* Start Passage *

If that turns out to be true, the devastated nuclear complex may be much more contaminated with radioactive materials than officials had previously thought.

The suspected reactor breach would mark a major setback for the crews racing to return power to the plant and bring its reactors and spent-fuel pools back under control.

Japanese Prime Minister Naoto Kan said Friday that the situation at Fukushima remained grave: “We are not in a position where we can be optimistic. We must treat every development with the utmost care.”

Two weeks to the day after an earthquake and tsunami devastated northeastern Japan, authorities had hoped that they could see an end to their fight to prevent more widespread release of radioactive material from Fukushima Daiichi, also known as Fukushima I. Connection of temporary electrical lines has returned lights to reactor control rooms, one by one. Instruments are beginning to function again at most units. Some coolant pumps are being tested to see if they can return to life.

But a serious accident March 24, in which three workers were exposed to radiation in the turbine room of the No. 3 reactor, alerted authorities to the possible reactor breach, according to NHK World News.

The workers were dragging an electrical cable through contaminated water to restart a crucial pump when water poured over their protective boots, soaking their feet. They ignored warning alarms sounded by their personal radiation dosimeters, perhaps in the belief that they were faulty, according to an account of the accident from the International Atomic Energy Agency.

* End Passage *

What this task involves:
Decide whether each statement below agrees with the Fukushima passage, answering yes or no and quoting the words of the passage that decide it: 1. Three workers were exposed to radiation in the turbine room of the No. 3 reactor. 2. The prime minister said the situation gave grounds for optimism. 3. The workers heeded the warning alarms of their personal radiation dosimeters.

* Start Stored data *

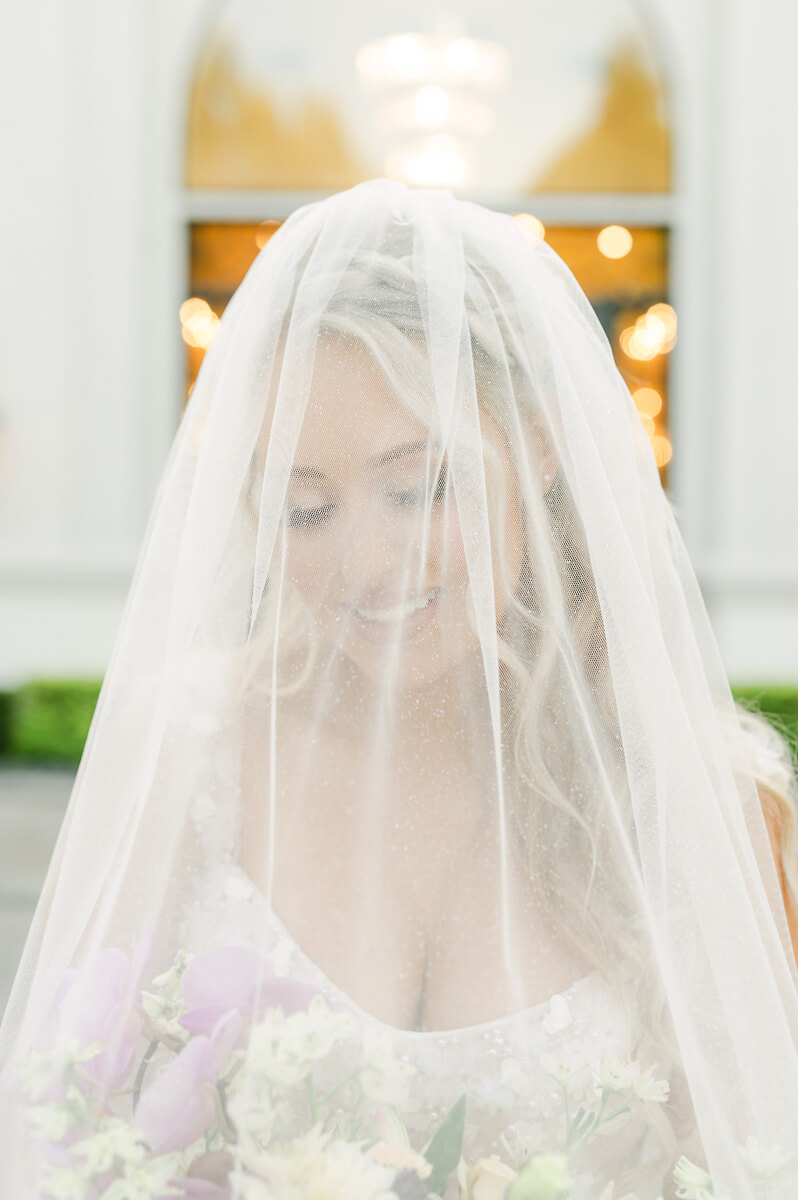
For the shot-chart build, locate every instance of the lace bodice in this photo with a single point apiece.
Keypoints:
(509, 1069)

* End Stored data *

Solution to this task:
1. Yes: "three workers were exposed to radiation in the turbine room of the No. 3 reactor"
2. No: "We are not in a position where we can be optimistic."
3. No: "They ignored warning alarms sounded by their personal radiation dosimeters"